» **O QUE PRODUZIR**: Informe somente quantas linhas dos itens abaixo contêm a palavra "roof". Considere a diferença entre maiúsculas e minúsculas.

[Entradas do conjunto de dados]
----
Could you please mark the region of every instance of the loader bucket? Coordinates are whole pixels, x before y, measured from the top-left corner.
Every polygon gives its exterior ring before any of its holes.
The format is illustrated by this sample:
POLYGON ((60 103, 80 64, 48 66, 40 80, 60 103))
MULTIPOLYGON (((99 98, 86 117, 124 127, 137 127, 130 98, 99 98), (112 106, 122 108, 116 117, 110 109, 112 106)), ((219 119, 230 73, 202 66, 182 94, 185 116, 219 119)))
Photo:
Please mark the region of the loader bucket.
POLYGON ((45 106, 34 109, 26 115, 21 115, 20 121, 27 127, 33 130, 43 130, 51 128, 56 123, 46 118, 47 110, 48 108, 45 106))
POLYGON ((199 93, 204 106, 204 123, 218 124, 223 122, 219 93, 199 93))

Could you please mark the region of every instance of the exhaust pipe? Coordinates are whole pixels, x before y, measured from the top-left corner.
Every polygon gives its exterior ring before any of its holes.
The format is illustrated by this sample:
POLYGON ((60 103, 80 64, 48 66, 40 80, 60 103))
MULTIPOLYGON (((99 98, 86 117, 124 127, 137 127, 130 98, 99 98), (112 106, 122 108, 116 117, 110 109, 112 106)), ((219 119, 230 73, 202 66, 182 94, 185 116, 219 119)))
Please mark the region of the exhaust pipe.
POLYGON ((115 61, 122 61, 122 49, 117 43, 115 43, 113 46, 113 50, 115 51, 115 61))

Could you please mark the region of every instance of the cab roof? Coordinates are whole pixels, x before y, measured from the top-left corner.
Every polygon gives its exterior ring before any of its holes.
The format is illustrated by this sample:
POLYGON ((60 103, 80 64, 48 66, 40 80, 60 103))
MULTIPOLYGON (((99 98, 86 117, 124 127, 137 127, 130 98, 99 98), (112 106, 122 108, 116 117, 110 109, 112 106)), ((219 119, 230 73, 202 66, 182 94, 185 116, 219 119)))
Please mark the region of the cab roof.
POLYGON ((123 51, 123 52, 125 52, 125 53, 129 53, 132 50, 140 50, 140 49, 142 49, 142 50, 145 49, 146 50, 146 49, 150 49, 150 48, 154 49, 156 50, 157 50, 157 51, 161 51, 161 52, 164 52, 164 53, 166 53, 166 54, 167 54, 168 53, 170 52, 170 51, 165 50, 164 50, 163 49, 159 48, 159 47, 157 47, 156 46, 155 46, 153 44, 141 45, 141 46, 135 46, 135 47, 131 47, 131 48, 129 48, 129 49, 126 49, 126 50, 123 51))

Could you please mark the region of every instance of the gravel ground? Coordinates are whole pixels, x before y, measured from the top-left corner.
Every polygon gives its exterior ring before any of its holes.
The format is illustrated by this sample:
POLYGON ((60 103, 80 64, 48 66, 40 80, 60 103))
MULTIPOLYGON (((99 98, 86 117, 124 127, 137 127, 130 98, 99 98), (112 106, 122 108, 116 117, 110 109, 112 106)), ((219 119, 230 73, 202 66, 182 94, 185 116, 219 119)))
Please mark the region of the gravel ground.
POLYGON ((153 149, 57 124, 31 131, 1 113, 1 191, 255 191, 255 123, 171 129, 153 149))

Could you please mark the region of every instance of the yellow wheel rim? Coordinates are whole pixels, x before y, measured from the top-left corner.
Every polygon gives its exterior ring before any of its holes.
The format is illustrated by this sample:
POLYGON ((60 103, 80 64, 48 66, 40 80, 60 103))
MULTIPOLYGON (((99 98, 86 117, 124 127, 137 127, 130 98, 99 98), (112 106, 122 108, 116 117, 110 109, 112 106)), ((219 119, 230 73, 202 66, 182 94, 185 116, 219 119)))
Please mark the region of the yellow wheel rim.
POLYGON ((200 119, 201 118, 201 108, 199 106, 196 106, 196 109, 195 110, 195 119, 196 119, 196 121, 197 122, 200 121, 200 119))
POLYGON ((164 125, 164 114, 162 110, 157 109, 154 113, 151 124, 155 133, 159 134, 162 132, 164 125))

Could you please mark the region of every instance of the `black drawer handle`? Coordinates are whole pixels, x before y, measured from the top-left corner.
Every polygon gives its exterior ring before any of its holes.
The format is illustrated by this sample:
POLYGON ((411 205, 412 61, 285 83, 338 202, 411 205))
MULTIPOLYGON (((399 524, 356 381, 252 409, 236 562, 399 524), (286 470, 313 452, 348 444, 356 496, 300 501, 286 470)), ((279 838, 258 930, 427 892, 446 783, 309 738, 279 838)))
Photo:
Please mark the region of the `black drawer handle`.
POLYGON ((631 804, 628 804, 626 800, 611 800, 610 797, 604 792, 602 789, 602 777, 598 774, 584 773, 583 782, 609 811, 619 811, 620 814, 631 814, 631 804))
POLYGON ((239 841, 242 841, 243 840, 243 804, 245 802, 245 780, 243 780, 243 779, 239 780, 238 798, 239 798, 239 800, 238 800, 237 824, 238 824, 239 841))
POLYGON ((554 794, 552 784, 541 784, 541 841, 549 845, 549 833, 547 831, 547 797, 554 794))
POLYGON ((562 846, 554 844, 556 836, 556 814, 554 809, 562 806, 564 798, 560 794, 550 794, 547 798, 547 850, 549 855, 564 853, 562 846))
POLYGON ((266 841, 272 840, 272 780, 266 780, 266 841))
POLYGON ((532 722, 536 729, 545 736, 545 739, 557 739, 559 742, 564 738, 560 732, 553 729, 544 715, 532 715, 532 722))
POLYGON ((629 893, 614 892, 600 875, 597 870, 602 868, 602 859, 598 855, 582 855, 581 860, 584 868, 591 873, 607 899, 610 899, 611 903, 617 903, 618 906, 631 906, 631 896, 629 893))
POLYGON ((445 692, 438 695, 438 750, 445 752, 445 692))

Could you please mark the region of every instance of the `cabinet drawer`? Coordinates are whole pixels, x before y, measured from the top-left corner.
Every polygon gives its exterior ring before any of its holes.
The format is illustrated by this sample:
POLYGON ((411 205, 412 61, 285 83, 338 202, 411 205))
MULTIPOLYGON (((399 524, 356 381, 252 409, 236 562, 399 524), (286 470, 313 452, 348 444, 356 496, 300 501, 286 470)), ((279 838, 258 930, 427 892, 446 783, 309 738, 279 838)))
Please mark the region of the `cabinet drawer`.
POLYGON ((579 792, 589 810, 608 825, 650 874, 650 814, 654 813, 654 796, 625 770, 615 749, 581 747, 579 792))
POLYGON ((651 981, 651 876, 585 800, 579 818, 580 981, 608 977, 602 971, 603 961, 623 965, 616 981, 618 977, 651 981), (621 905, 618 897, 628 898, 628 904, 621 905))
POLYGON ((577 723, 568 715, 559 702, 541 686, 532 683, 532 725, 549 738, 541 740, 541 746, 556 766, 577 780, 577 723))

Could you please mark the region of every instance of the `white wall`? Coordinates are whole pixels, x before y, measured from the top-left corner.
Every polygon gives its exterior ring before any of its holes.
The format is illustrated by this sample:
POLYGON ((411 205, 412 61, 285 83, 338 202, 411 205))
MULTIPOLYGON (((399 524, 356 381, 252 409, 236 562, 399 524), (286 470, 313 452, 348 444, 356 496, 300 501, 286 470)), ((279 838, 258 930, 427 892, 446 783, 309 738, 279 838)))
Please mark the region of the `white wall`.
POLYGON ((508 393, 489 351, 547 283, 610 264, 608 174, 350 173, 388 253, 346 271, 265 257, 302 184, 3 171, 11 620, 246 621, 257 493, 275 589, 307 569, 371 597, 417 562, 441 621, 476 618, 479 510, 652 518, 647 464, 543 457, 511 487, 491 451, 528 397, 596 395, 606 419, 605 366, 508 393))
----
» **SAÍDA ESPERADA**: 2